Procédure devant la Cour :
Par une requête, enregistrée le 25 mai 2015, M. C... et la SARL Les fontaines de la Babote, représentés par Me F..., demandent à la Cour :
1°) d'annuler ce jugement du tribunal administratif de Montpellier du 20 mars 2015 ;
2°) de faire droit à leur demande de première instance, en portant le montant de l'astreinte sollicitée à la somme de 1 000 euros par jour de retard ;
3°) de mettre in solidum à la charge de la commune de Montpellier et de l'Etat les entiers dépens de l'instance, comprenant notamment les frais du constat d'huissier du 6 juin 2014 pour un montant de 9 314,83 euros, ainsi que la somme de 3 000 euros sur le fondement de l'article L. 761-1 du code de justice administrative.
Ils soutiennent que :
- le jugement est entaché d'erreurs de droit et de fait ;
- les premiers juges ne pouvaient prononcer un non-lieu à statuer ;
- le conseil municipal était compétent pour statuer sur leur demande ;
- M. E... occupe irrégulièrement le domaine public communal ;
- l'autorité administrative était tenue de saisir le juge de la contravention de grande voirie et d'engager une procédure d'expulsion.

> **EXERCICES À FAIRE**:
**a.** Citez le passage du document sur la procédure devant la Cour, de « Procédure devant la » à « de justice administrative. ».
**b.** Relevez chaque ligne des enregistrements contenant la chaîne « smokestack », en tenant compte de la casse.
Ces enregistrements n'ont aucun rapport avec le document.

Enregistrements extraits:
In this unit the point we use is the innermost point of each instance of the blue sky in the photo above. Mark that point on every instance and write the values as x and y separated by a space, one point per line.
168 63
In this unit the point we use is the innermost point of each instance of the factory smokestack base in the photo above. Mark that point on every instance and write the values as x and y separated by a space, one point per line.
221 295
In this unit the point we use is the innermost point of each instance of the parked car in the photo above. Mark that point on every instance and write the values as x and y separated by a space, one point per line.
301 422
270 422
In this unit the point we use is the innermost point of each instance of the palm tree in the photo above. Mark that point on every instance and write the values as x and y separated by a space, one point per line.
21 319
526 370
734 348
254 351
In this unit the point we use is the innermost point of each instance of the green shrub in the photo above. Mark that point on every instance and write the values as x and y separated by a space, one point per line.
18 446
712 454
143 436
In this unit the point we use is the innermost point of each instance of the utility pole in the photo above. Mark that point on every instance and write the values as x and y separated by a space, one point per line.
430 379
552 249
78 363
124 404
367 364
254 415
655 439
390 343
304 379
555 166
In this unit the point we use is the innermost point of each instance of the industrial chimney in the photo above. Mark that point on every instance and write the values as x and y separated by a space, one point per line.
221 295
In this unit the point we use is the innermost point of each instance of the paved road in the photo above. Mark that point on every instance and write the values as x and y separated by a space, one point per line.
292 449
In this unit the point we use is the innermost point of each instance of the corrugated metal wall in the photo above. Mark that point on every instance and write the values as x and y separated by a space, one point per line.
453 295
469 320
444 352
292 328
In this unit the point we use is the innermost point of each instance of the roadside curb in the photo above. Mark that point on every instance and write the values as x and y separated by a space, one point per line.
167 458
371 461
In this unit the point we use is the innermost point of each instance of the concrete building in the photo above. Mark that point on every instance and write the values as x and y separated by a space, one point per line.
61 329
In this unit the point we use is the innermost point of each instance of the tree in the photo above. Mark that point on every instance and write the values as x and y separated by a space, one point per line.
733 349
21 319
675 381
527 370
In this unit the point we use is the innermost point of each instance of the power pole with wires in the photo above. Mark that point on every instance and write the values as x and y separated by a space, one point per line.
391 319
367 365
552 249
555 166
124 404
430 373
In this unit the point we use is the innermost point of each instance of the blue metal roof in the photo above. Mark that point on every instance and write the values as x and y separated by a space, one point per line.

--

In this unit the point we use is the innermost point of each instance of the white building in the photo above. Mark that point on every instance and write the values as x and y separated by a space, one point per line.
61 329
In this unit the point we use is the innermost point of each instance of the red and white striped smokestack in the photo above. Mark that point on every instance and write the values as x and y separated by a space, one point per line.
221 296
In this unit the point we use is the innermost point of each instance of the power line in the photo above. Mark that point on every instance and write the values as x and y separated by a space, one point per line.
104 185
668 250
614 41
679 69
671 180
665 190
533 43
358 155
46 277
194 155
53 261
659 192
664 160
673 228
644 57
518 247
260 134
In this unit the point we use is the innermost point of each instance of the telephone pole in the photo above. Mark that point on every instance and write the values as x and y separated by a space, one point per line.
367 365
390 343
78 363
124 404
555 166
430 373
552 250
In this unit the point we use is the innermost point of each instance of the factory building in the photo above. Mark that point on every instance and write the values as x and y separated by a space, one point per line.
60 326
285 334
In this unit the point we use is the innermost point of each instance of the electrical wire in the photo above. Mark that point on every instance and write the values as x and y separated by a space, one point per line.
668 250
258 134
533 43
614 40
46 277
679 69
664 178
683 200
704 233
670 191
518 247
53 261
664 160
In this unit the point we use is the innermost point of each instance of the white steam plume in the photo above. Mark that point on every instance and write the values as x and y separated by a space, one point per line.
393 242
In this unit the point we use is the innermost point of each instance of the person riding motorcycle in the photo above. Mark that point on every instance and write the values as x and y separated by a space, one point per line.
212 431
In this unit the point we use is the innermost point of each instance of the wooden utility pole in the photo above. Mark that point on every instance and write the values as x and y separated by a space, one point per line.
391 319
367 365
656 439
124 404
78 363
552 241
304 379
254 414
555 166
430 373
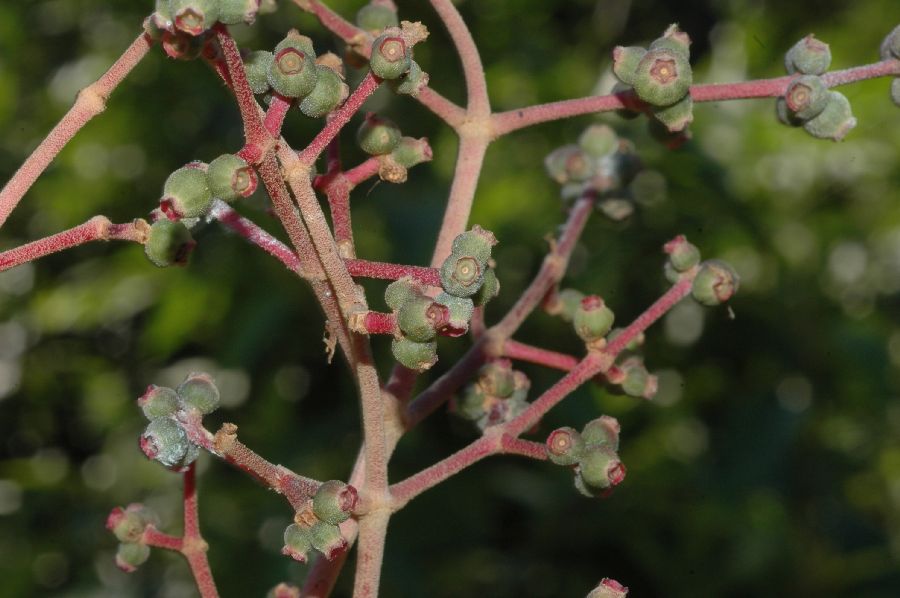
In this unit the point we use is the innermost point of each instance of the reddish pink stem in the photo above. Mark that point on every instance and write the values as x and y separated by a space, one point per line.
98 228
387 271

> **CORRIGÉ DES EXERCICES**:
**a.**
Procédure devant la Cour :
Par une requête, enregistrée le 25 mai 2015, M. C... et la SARL Les fontaines de la Babote, représentés par Me F..., demandent à la Cour :
1°) d'annuler ce jugement du tribunal administratif de Montpellier du 20 mars 2015 ;
2°) de faire droit à leur demande de première instance, en portant le montant de l'astreinte sollicitée à la somme de 1 000 euros par jour de retard ;
3°) de mettre in solidum à la charge de la commune de Montpellier et de l'Etat les entiers dépens de l'instance, comprenant notamment les frais du constat d'huissier du 6 juin 2014 pour un montant de 9 314,83 euros, ainsi que la somme de 3 000 euros sur le fondement de l'article L. 761-1 du code de justice administrative.

**b.**
In this unit the point we use is the innermost point of each instance of the factory smokestack base in the photo above. Mark that point on every instance and write the values as x and y separated by a space, one point per line.
In this unit the point we use is the innermost point of each instance of the red and white striped smokestack in the photo above. Mark that point on every instance and write the values as x and y separated by a space, one point per line.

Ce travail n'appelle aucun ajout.